- _Requirement_: Up to and including the final line, please copy every line exactly, starting from the one that contains "Query: white window frame" in the material below.

*** Records for the exercise Section Begins ***

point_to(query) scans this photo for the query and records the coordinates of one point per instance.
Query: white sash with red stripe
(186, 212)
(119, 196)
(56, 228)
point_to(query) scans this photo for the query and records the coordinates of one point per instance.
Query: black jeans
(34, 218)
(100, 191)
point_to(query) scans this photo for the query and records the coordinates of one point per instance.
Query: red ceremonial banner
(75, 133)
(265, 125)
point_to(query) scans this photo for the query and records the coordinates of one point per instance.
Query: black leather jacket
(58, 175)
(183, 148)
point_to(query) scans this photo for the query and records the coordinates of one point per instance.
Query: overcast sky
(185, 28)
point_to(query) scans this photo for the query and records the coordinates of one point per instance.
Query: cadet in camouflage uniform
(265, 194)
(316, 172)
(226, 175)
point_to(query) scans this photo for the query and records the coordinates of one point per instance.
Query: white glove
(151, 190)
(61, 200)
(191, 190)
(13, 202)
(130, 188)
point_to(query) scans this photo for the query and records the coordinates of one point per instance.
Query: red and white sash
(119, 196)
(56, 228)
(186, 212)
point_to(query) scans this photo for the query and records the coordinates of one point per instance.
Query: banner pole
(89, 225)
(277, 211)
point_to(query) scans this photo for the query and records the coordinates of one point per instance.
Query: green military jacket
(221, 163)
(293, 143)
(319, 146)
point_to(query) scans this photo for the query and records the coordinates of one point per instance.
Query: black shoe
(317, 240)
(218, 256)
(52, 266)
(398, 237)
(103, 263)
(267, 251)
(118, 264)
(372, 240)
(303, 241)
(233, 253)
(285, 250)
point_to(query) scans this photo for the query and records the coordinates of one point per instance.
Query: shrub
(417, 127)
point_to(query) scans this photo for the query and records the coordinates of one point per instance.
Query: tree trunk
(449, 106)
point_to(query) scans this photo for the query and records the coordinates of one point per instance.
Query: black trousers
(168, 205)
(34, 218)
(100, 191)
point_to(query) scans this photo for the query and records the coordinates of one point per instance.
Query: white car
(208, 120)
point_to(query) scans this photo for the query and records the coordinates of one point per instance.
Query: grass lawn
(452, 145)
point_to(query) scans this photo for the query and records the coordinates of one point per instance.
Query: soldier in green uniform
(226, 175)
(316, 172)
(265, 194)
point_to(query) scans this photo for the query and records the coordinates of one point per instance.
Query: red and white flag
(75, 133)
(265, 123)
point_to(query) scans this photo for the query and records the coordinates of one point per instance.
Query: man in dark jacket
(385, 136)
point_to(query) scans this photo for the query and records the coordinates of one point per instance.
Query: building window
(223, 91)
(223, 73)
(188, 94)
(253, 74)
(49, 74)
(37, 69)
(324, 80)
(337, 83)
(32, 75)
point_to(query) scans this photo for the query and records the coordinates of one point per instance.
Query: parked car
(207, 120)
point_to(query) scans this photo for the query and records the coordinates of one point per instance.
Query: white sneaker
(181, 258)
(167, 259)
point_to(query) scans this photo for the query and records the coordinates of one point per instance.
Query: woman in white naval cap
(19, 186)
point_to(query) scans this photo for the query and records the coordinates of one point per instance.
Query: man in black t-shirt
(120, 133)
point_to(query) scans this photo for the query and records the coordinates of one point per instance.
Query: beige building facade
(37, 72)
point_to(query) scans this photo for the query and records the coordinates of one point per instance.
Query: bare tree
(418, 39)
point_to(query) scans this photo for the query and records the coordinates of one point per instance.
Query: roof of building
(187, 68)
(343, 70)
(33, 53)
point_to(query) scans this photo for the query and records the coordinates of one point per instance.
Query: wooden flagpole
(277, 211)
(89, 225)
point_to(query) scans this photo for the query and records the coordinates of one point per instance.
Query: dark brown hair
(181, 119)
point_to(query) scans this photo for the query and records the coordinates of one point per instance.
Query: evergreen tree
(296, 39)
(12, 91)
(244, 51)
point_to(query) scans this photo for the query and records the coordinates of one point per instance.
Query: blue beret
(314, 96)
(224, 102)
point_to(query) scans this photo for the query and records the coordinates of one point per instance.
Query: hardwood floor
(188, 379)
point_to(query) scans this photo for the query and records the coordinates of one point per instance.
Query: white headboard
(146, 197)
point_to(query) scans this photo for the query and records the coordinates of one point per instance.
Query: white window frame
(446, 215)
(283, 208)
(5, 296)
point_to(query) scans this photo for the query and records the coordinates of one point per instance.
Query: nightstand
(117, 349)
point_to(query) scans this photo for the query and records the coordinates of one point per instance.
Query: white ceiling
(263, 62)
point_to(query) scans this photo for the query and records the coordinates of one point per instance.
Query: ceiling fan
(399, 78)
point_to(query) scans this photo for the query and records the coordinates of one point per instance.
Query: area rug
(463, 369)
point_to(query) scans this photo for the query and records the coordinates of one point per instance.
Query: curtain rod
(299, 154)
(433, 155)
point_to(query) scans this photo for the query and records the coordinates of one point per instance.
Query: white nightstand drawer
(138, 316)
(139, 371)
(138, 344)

*** Records for the exercise Section Ends ***

- _The answer_:
Query: white window frame
(446, 215)
(283, 208)
(5, 296)
point_to(query) scans this photo for the query and records the coordinates of one point per instance.
Query: nightstand
(117, 349)
point_to(query) scans this photo for the query and records the coordinates of one point per instance.
Query: white ceiling
(263, 62)
point_to(query) scans this photo for the query and records the coordinates of one point per instance.
Query: ceiling fan
(399, 78)
point_to(query) scans this photo for the query and records the coordinates of one point per instance.
Query: area rug
(463, 369)
point_to(query) scans this photo for the query and records the coordinates of one point per instance.
Query: curtain rod
(299, 154)
(433, 155)
point_to(query) scans this photo for the query and records the coordinates of one point per instance.
Query: white nightstand drawer
(138, 316)
(139, 371)
(138, 344)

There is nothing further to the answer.